■ DOCUMENT EXCERPT ■
#####
The biofilm formed over the chimneys in the Lost City provides a glimpse of one possible carbon cycle that may have been in operation in the early days of life on earth, in an ecosystem based on geochemical reactions. Similarly, studies of carbon assimilation strategies in ultrabasic groundwater explored the chemosynthesic microbial reactions in wells drilled into the ultramafic Coast Range Ophiolite Microbial Observatory (CROMO) and found that the microbial communities present in those aquifers use the products of serpentinization, including formate and methane, as carbon sources.

C. necator is one of the most well-studied aerobic formatotrophs. It can use carbon dioxide, formate, and hydrogen as carbon and energy sources and has a denitrification process. It is a model microorganism studied for production of polyhydroxyalkanoate, a compound of interest in bioplastic engineering. It has been gaining particular attention as a chassis for metabolic engineering for the synthesis of alcohols and other bio-based compounds. A significant limitation for further engineering with this strain is the limited cell density that can be achieved in chemically defined media.
#####
■ PROMPT ■
Please copy the passage on microbes that use formate word for word, from "The biofilm formed" to "as carbon sources.".
#####
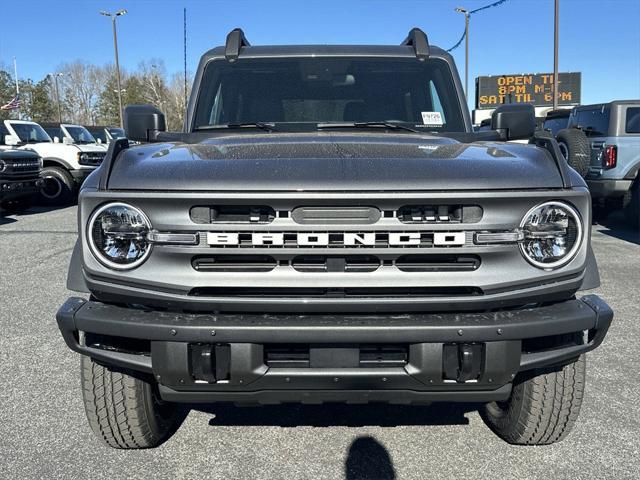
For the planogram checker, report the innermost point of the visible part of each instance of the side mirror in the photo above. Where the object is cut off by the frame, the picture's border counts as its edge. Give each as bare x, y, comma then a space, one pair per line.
142, 123
11, 140
514, 121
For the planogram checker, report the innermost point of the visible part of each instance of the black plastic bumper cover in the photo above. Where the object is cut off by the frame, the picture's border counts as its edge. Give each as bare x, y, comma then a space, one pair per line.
420, 380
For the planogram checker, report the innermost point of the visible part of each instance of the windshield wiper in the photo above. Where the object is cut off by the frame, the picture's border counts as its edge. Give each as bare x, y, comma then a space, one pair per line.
268, 127
389, 125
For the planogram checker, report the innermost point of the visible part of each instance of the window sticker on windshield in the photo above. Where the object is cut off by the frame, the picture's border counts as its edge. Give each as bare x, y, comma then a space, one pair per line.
432, 119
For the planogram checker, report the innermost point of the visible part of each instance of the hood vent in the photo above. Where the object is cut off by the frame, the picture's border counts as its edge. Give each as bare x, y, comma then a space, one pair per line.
252, 214
336, 215
440, 214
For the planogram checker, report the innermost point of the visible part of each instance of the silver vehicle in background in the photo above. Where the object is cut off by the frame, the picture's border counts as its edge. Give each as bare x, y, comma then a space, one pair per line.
105, 134
613, 130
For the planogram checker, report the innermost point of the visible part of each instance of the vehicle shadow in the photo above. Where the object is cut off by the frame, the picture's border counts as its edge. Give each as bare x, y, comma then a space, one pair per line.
617, 226
368, 459
5, 219
342, 415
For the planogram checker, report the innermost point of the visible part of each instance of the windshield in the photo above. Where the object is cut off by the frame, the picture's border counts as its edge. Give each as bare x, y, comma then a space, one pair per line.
80, 134
99, 133
116, 132
30, 132
330, 90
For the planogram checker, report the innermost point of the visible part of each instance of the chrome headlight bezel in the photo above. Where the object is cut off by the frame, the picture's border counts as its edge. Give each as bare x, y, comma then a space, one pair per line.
570, 255
98, 255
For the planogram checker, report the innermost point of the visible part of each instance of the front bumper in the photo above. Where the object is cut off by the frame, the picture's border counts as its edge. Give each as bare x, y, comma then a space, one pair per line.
164, 344
16, 188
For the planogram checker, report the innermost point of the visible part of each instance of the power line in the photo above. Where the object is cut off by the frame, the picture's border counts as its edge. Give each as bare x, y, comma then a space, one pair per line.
471, 12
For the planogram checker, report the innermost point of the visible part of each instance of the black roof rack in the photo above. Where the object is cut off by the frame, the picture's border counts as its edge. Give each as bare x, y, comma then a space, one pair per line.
418, 40
235, 41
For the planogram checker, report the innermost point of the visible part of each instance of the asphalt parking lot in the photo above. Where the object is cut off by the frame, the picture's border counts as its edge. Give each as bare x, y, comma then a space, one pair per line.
43, 432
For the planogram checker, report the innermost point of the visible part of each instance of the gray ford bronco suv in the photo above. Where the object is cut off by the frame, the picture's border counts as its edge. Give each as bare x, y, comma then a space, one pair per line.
328, 228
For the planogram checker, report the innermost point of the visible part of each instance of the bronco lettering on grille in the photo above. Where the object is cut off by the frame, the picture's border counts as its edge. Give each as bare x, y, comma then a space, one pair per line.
343, 239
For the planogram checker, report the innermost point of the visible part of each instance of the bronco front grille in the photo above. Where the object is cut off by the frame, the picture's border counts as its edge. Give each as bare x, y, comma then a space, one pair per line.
22, 165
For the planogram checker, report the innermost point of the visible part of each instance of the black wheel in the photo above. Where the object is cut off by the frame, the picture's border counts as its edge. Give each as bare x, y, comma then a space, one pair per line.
18, 205
58, 186
125, 411
632, 208
575, 148
542, 408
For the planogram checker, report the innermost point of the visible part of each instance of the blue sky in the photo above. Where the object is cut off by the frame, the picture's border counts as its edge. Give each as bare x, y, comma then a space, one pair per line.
600, 38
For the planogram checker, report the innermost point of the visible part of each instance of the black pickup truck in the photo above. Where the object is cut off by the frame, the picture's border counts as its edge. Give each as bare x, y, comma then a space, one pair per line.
328, 228
20, 179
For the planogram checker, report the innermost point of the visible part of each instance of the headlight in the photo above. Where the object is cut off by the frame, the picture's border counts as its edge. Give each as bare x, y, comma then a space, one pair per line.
117, 235
552, 235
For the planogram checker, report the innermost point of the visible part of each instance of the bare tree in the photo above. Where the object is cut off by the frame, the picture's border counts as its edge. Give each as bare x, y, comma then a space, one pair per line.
176, 108
80, 87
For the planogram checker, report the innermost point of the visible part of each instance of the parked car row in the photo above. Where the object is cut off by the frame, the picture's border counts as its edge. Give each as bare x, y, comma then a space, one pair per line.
48, 160
602, 143
611, 169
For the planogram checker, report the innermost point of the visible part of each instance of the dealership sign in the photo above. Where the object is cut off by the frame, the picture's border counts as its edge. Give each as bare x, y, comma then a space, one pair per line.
535, 88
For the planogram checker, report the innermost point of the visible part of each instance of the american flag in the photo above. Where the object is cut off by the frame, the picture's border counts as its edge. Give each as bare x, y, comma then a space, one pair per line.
13, 104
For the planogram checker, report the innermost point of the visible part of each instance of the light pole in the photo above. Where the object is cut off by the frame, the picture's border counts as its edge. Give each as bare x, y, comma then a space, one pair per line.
466, 50
556, 19
55, 77
113, 17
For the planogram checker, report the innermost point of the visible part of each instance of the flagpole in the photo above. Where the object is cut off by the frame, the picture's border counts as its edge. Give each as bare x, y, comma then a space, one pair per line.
15, 71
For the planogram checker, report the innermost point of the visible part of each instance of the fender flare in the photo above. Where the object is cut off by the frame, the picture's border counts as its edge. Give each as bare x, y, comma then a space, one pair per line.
75, 275
591, 275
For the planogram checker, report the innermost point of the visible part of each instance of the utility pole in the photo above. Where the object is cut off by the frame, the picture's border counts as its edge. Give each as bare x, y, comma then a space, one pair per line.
466, 50
185, 59
113, 17
556, 18
55, 79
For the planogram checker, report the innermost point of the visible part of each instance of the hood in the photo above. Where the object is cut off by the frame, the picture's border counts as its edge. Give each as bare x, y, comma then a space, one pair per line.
333, 162
91, 147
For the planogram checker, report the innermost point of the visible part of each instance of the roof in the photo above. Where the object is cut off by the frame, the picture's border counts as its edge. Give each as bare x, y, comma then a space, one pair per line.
612, 103
394, 51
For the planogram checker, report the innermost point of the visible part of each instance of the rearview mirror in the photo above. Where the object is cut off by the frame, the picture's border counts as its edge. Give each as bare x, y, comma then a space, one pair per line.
514, 121
11, 140
142, 123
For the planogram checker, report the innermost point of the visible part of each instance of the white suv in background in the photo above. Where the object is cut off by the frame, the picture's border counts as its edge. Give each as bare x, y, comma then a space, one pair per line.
66, 164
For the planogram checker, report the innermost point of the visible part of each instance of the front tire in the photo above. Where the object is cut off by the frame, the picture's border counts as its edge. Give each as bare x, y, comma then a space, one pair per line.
124, 411
58, 188
542, 408
18, 205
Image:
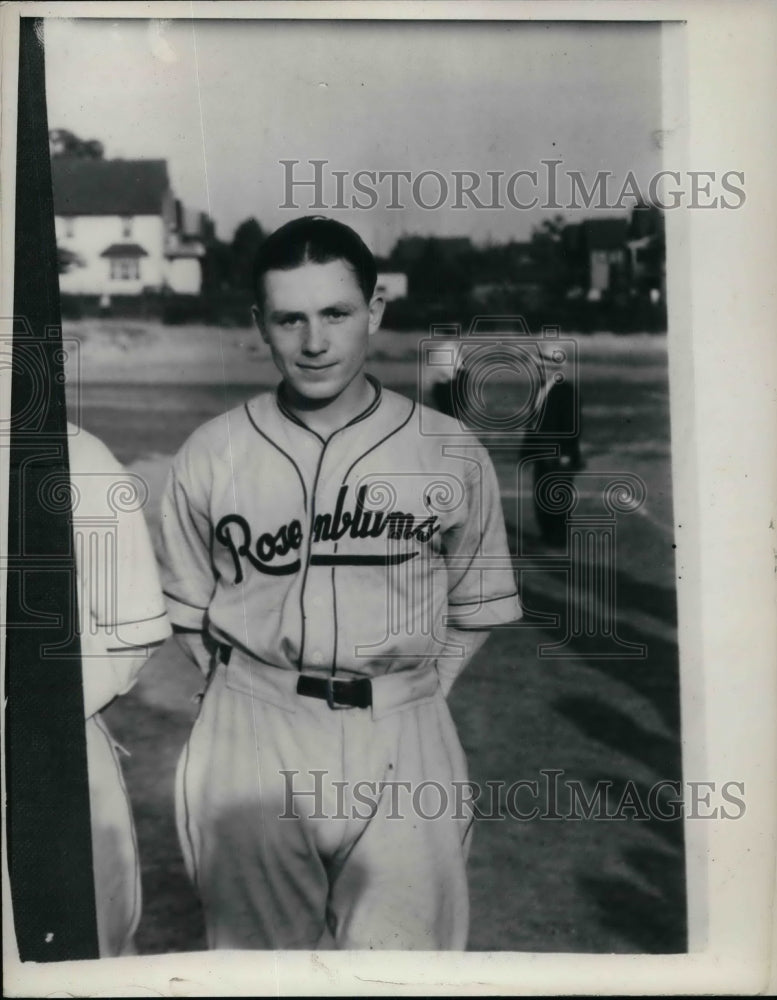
#####
■ OUTPUT OF THE EXERCISE ■
The biofilm formed over the chimneys in the Lost City provides a glimpse of one possible carbon cycle that may have been in operation in the early days of life on earth, in an ecosystem based on geochemical reactions. Similarly, studies of carbon assimilation strategies in ultrabasic groundwater explored the chemosynthesic microbial reactions in wells drilled into the ultramafic Coast Range Ophiolite Microbial Observatory (CROMO) and found that the microbial communities present in those aquifers use the products of serpentinization, including formate and methane, as carbon sources.